== Dataset records ==
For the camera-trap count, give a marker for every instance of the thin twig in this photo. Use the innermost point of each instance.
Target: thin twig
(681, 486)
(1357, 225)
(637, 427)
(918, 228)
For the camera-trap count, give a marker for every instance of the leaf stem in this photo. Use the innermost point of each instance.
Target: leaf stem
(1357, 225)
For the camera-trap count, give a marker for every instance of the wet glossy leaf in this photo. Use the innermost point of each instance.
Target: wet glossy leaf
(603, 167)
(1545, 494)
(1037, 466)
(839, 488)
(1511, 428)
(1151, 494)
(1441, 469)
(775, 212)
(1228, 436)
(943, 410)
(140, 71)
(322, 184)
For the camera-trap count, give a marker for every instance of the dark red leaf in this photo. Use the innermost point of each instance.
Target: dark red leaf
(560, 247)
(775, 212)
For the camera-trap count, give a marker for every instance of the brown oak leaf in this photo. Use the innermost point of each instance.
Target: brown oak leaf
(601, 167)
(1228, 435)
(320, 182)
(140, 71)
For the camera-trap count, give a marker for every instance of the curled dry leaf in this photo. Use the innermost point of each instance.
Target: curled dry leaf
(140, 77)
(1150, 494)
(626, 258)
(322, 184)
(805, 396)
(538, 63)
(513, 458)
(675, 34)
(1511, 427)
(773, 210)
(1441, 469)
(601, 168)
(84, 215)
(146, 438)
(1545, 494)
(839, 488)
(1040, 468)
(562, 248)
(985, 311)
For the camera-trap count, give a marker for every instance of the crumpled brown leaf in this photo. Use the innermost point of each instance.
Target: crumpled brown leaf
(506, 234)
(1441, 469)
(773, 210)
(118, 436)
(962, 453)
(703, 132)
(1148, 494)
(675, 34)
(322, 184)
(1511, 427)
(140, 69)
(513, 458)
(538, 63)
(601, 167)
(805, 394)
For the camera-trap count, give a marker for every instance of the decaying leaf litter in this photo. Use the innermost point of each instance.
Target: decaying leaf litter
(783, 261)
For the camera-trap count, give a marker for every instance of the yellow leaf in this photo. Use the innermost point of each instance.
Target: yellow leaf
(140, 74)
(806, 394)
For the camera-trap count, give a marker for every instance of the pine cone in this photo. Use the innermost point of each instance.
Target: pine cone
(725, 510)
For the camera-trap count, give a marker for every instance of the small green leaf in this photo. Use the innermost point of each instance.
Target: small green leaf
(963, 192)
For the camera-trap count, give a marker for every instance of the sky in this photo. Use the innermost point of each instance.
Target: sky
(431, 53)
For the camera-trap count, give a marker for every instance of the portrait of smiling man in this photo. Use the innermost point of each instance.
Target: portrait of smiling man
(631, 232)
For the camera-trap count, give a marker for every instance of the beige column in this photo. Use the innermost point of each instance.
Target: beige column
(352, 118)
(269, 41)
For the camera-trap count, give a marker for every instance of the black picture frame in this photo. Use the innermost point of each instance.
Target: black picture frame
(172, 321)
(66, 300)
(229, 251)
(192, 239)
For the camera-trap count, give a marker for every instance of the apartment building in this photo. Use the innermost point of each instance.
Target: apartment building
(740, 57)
===
Directions for this task
Convert the records above into a numbered list with one line per item, omitting any blank lines.

The completed task
1. For the camera-trap count, give a marker for every instance of the thin twig in this photo. Use the innermost point of each instance.
2. Target: thin twig
3. (681, 486)
4. (1357, 225)
5. (637, 427)
6. (918, 228)
7. For the camera-trap count, give a marker for every instance of the leaf stem in this photo. Use the innermost point of each instance.
8. Target: leaf stem
9. (1357, 225)
10. For the camera-trap count, give a marker for every instance of the wet glossy leaf in this photo. Use the innermost point of each instance.
11. Target: wet glossy leaf
12. (603, 167)
13. (1545, 494)
14. (1037, 466)
15. (839, 488)
16. (1511, 428)
17. (1151, 494)
18. (1441, 469)
19. (775, 212)
20. (1228, 436)
21. (943, 410)
22. (140, 71)
23. (322, 184)
24. For the camera-trap count, give a marker for every instance of the dark red leaf in this photo. Use the innermost point of each instance.
25. Target: dark red leaf
26. (560, 247)
27. (775, 212)
28. For the camera-trap count, give a marker for every instance of the brown oak leaf in this photo. Use the innermost point of each instance.
29. Target: brown oak leaf
30. (601, 167)
31. (1228, 435)
32. (320, 182)
33. (140, 71)
34. For the camera-trap count, give a marker for every instance of the curled dry leaf in this photo. Use the innermost point of each instance.
35. Target: curled dry leaf
36. (140, 77)
37. (1150, 494)
38. (626, 258)
39. (322, 184)
40. (805, 396)
41. (538, 63)
42. (513, 458)
43. (675, 34)
44. (1511, 427)
45. (773, 210)
46. (1441, 469)
47. (601, 168)
48. (84, 215)
49. (146, 438)
50. (1545, 494)
51. (839, 488)
52. (1040, 468)
53. (562, 248)
54. (985, 311)
55. For the camera-trap count, give a marker for every instance of the crumpled brown leaf in this photo. Use the innermost point of each instance.
56. Target: crumpled brown leaf
57. (506, 234)
58. (1441, 469)
59. (773, 210)
60. (118, 436)
61. (962, 453)
62. (703, 132)
63. (1148, 494)
64. (675, 34)
65. (322, 184)
66. (1511, 427)
67. (140, 69)
68. (513, 458)
69. (538, 63)
70. (601, 167)
71. (805, 394)
72. For the camera-trap count, give a marker for every instance of the decaying leaf litter in this photo. Use the innermost point of each instance.
73. Target: decaying leaf litter
74. (783, 261)
75. For the camera-trap count, give a marker for every instance of the yellow leaf in this photo. Use the innermost point of each instance.
76. Target: yellow leaf
77. (140, 74)
78. (806, 394)
79. For the camera-trap count, give a marker for every instance of the pine cone in this photo. Use the innermost point of each instance.
80. Target: pine cone
81. (725, 510)
82. For the camera-trap count, give a marker for every instance of the small green leaf in this photo. Use the innermost point of each instance.
83. Target: small green leaf
84. (963, 192)
85. For the camera-trap count, give a marker for every instance of the sky in this photo. Use the innermost point of each instance.
86. Target: sky
87. (431, 53)
88. For the camera-trap count, give a marker for every instance of the portrait of smiling man in this photo. Use the innermost point of each instance.
89. Target: portrait of smiling man
90. (631, 232)
91. For the camera-trap count, give a marker for every instance of the beige column in this photo. Use the innermost point of each instance.
92. Target: beige column
93. (352, 118)
94. (269, 41)
95. For the camera-trap count, give a marker for every instance of the black picture frame in this photo. Use the innermost point of each instance.
96. Target: black picture frame
97. (172, 321)
98. (66, 300)
99. (229, 251)
100. (192, 239)
101. For the camera-trap count, give a marker for every instance of the apartment building in this photo. Use the innermost point of each instance.
102. Target: apartment building
103. (740, 57)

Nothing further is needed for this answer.